## GOAL
Render the stretch of the material from its start through the line containing "M 318 839 L" as a Markdown table with the columns Row and Line, omitting blank lines.

## Recorded data

⁂

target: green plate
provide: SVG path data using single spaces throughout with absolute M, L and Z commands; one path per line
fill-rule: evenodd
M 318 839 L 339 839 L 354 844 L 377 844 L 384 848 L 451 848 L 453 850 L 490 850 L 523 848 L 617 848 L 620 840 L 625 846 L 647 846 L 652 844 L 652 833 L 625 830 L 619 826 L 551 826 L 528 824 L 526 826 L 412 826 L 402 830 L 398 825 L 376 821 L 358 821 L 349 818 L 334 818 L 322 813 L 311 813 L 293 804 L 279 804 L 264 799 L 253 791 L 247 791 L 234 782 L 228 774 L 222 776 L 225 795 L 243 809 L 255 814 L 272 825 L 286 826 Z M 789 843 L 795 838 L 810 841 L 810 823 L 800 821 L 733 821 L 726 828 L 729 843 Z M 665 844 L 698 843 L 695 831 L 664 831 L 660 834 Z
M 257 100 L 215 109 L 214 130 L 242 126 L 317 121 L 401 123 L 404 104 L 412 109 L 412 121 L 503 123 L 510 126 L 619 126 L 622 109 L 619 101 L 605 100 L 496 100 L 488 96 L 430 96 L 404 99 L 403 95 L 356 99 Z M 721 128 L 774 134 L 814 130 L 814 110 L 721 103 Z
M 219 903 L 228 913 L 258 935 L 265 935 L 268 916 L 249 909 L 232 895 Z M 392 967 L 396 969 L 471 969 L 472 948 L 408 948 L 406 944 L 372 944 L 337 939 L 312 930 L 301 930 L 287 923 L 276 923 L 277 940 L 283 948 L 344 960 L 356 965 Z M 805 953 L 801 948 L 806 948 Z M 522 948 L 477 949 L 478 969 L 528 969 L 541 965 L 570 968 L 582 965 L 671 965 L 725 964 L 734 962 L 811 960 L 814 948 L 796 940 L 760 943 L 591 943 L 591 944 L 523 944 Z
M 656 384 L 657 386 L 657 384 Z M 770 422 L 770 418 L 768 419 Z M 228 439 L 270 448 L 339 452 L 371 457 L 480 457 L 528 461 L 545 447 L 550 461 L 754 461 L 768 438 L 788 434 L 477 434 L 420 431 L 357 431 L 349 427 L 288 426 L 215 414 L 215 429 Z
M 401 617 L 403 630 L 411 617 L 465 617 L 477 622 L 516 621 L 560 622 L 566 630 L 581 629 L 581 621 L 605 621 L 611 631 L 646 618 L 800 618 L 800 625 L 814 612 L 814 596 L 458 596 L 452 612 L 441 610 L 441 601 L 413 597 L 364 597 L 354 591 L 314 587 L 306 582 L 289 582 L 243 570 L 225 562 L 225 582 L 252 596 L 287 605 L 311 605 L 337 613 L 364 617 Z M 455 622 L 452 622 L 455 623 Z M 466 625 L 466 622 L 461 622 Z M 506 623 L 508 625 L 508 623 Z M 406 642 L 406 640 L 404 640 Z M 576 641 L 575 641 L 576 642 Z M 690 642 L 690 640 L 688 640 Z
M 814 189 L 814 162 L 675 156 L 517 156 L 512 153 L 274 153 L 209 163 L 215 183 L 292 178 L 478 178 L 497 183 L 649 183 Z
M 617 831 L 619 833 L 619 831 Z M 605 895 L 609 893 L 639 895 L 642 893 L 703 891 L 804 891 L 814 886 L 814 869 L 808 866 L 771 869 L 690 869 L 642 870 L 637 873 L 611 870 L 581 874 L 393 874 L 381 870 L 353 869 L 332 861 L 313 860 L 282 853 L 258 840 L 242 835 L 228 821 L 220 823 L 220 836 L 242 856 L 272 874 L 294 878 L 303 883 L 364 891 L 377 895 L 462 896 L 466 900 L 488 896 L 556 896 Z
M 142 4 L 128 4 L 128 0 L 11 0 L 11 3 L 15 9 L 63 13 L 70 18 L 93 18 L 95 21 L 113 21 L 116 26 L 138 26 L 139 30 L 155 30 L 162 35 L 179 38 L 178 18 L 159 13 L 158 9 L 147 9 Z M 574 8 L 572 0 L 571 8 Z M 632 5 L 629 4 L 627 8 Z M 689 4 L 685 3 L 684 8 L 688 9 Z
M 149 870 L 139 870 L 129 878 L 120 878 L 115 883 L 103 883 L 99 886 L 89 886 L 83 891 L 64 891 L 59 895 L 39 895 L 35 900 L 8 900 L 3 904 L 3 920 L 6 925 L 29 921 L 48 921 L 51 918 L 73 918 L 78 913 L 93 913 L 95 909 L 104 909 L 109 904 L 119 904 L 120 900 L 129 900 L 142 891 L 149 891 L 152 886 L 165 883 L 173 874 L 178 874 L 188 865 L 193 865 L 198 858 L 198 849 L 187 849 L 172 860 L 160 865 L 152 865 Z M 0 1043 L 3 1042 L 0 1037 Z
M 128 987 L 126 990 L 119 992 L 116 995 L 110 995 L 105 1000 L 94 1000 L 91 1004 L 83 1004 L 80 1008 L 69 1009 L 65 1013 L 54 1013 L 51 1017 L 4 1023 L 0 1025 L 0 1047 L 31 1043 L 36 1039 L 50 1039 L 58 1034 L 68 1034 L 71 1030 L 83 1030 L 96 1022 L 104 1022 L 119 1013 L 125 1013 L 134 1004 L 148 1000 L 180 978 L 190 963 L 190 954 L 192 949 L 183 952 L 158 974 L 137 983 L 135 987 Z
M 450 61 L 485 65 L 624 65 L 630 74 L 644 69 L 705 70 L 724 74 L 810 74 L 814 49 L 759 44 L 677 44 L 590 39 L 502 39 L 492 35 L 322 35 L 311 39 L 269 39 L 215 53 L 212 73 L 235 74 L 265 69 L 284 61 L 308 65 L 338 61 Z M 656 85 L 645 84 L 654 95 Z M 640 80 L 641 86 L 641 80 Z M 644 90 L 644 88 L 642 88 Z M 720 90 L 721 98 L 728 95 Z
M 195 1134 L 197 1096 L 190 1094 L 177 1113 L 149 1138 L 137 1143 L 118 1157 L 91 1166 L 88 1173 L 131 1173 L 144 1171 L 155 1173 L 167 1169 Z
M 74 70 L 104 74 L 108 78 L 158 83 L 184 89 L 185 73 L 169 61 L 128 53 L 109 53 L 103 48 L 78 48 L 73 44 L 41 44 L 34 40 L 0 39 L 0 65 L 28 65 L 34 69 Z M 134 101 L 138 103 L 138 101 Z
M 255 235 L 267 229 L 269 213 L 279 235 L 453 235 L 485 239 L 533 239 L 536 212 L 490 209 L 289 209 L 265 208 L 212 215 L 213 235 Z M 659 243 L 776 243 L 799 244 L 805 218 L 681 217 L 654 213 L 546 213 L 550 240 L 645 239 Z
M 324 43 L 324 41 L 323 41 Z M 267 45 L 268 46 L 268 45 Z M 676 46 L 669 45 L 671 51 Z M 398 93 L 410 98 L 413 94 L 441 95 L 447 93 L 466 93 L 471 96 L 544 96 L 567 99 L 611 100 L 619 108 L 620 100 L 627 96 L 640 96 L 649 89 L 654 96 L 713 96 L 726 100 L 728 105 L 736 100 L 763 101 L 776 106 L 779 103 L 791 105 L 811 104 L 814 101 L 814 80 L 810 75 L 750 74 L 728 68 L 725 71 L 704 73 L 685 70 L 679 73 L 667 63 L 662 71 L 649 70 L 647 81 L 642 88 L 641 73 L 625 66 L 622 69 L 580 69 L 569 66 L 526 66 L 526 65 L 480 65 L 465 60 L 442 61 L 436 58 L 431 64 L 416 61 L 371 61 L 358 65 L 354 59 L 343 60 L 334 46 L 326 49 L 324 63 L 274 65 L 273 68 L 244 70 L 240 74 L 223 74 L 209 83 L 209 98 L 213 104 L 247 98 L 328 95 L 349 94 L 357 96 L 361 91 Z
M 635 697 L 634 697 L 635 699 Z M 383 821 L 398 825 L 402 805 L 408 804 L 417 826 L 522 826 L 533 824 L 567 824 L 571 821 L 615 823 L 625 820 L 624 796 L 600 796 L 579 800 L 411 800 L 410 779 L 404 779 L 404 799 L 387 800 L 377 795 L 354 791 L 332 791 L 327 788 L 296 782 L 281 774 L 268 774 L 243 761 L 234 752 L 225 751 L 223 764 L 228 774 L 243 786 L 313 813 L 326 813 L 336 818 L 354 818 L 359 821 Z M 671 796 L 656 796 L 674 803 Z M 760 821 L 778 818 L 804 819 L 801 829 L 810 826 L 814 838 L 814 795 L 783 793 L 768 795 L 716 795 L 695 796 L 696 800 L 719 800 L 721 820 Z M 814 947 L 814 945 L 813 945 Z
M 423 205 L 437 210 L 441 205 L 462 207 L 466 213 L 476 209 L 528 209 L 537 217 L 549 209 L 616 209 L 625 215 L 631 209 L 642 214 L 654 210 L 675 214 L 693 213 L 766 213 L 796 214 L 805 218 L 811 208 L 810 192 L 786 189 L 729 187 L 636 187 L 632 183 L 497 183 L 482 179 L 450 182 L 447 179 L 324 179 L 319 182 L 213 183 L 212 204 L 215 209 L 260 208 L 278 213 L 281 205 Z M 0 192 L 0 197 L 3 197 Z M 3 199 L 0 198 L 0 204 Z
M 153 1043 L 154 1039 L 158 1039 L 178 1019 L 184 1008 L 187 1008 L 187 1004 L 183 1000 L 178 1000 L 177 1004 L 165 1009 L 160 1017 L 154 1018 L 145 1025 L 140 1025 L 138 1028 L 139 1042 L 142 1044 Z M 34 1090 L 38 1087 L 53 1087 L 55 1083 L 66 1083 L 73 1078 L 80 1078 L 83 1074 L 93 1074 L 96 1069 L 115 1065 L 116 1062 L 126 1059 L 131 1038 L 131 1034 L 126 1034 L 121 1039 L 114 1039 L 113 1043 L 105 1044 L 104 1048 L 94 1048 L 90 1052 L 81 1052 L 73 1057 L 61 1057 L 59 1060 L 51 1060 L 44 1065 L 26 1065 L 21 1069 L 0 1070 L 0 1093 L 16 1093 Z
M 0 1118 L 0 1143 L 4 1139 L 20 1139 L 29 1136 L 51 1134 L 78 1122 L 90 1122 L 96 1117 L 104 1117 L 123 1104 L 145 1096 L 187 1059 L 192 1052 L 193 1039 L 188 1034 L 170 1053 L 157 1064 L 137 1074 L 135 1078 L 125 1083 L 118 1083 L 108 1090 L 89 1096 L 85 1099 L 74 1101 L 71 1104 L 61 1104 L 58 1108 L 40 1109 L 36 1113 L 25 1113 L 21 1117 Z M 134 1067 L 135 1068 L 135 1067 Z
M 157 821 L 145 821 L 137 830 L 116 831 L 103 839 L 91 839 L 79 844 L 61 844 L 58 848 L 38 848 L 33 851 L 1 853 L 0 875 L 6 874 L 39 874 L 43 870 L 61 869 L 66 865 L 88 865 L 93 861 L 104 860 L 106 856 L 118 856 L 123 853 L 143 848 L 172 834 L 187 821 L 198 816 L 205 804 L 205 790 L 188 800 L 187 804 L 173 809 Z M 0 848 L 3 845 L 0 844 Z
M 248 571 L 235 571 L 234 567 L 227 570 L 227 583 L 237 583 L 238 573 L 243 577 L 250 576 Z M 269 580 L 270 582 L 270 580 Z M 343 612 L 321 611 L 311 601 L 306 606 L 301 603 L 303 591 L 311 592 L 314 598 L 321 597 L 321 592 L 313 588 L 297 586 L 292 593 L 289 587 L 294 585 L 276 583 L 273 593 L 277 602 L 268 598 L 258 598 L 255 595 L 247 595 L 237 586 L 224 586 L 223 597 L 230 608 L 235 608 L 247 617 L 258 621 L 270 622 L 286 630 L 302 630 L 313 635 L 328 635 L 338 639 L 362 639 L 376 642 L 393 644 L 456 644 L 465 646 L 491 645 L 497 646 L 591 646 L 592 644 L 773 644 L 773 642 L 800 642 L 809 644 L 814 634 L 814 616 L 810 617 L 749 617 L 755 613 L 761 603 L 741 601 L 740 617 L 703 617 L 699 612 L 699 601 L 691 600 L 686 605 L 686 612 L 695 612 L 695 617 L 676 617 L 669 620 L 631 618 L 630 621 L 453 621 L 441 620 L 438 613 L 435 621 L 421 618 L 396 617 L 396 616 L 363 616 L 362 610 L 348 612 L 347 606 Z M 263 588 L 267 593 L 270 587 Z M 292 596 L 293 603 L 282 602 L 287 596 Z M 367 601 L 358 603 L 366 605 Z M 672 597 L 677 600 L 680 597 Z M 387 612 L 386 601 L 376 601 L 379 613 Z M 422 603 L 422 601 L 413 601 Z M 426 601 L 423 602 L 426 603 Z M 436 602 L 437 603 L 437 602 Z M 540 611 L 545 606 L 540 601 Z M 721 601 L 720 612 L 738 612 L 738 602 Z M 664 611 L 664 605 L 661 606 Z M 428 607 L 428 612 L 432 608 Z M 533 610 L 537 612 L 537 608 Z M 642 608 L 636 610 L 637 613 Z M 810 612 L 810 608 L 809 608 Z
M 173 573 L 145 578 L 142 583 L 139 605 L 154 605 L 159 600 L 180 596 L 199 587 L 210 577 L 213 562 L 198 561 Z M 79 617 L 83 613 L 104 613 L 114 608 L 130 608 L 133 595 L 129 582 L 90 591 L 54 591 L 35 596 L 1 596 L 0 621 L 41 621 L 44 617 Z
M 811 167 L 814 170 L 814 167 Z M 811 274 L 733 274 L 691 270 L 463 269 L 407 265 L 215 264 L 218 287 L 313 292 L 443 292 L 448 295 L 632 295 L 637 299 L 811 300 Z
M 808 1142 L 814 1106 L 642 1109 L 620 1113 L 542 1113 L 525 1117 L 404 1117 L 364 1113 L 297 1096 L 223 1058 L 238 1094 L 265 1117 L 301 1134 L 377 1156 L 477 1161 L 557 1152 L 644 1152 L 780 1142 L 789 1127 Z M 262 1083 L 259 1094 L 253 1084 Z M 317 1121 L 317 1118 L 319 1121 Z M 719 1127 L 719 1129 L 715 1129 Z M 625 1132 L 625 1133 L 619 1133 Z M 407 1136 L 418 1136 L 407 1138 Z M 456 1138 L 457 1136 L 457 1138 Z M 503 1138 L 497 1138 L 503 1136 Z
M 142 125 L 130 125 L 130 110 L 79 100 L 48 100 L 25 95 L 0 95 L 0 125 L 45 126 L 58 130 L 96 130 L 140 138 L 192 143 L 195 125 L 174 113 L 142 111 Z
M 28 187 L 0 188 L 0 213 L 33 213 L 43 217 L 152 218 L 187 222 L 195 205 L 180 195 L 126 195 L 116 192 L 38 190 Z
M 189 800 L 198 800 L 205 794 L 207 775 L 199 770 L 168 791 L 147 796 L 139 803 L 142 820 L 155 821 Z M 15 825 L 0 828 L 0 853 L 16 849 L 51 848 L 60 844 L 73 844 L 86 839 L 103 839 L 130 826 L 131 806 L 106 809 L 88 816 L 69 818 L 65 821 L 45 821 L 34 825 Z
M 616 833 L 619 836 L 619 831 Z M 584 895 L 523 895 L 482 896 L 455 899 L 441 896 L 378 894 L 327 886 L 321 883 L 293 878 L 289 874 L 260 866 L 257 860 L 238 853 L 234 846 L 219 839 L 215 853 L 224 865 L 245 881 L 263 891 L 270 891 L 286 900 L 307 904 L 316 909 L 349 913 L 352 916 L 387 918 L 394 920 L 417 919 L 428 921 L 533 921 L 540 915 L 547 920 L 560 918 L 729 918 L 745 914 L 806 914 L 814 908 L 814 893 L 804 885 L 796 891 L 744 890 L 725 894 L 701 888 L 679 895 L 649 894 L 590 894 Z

⁂

## TASK ANSWER
| Row | Line |
|---|---|
| 1 | target: green plate |
| 2 | provide: SVG path data using single spaces throughout with absolute M, L and Z commands; one path per line |
| 3 | fill-rule: evenodd |
| 4 | M 318 839 L 339 839 L 354 844 L 377 844 L 384 848 L 451 848 L 453 850 L 490 850 L 523 848 L 617 848 L 620 840 L 625 846 L 647 846 L 652 844 L 652 833 L 625 830 L 619 826 L 551 826 L 528 824 L 526 826 L 412 826 L 402 830 L 398 825 L 376 821 L 358 821 L 349 818 L 334 818 L 322 813 L 311 813 L 293 804 L 279 804 L 264 799 L 253 791 L 247 791 L 234 782 L 228 774 L 222 776 L 225 795 L 243 809 L 255 814 L 272 825 L 286 826 Z M 789 843 L 795 838 L 810 841 L 810 823 L 800 821 L 733 821 L 726 828 L 729 843 Z M 665 844 L 698 843 L 695 831 L 664 831 L 660 834 Z |